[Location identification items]

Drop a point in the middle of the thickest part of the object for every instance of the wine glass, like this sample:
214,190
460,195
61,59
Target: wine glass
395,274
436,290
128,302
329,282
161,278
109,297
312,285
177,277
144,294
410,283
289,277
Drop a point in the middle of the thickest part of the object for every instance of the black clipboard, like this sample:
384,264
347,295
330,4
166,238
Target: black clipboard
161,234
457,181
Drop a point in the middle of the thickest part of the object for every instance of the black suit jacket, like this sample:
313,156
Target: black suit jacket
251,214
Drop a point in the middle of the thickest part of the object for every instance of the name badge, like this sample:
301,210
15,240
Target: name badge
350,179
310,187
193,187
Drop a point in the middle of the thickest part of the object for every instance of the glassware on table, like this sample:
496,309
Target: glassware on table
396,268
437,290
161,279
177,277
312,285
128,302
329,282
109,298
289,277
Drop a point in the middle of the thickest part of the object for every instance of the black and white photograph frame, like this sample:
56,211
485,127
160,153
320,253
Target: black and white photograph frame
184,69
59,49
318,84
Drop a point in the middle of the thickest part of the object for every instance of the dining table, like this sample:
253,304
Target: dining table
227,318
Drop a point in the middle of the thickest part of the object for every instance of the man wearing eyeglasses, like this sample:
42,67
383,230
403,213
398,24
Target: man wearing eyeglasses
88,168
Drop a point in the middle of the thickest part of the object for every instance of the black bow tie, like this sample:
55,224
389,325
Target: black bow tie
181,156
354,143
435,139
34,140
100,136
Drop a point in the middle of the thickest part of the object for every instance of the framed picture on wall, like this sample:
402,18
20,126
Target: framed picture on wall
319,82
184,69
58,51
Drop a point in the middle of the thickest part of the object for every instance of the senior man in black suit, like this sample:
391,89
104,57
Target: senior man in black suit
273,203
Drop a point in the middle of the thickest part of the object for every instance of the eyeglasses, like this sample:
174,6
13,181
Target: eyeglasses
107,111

**WHAT IS EXPECTED:** Copy out every line of the items above exactly as they stand.

**EXPECTED ANSWER:**
Drop a point in the middle of the thickest part of the object for every instance of the wine glass, like this sample:
214,190
460,195
61,59
Target: wine glass
395,274
436,290
128,302
329,282
161,278
109,297
312,285
177,277
144,294
410,283
289,277
Drop a point in the middle of the thickest part of the object for every instance of the black clipboard, like this sample:
384,264
347,295
330,4
166,238
Target: black clipboard
161,234
457,181
Drop a point in the middle of the thickest part of the object for every instance of the black suit jacket, like this sample:
313,156
Target: black suit jacket
251,214
Drop a point in the middle of the thickest part of the object for every instance of the name badge, like this sample:
301,210
15,240
Target: name badge
350,179
310,187
193,187
Drop a point in the middle of the thickest part of the object for every instance of the glassware on table, like this sample:
496,309
Target: glassware on table
396,268
437,290
161,279
177,277
312,285
128,302
329,282
109,298
289,277
Drop a point in the middle of the thickest part of the object for every instance of the black and white photograph frame, like this sample:
56,211
485,127
160,153
320,253
Target: black and white photograph frame
184,69
59,49
318,84
Drop a point in the middle of the thickest part of the object for every instance of the dining table, like this sample:
253,304
Target: dining table
227,318
Drop a point in the middle of the thickest part of the object for every instance of the man wearing eyeglasses, like this sample:
42,67
383,230
403,213
398,24
Target: man wearing eyeglasses
88,168
Drop a point in the middle of the thickest part of the object for every instance of the black bow tie, like this sample:
55,224
389,325
Target: black bow tie
181,156
354,143
435,139
34,140
100,136
Drop a point in the middle of the thickest part of the object for every instance of the framed picture on wall, like this sample:
402,18
20,126
Target: framed picture on wall
319,82
184,69
58,51
Drop a point in the middle of the thickest part of the object for every instance of the senior man in black suit, like this sample:
391,89
104,57
Target: senior man in black suit
273,203
Drop a point in the middle of the thickest part of the object for every instance of the eyeglasses, like this sample:
174,6
13,181
Target: eyeglasses
107,111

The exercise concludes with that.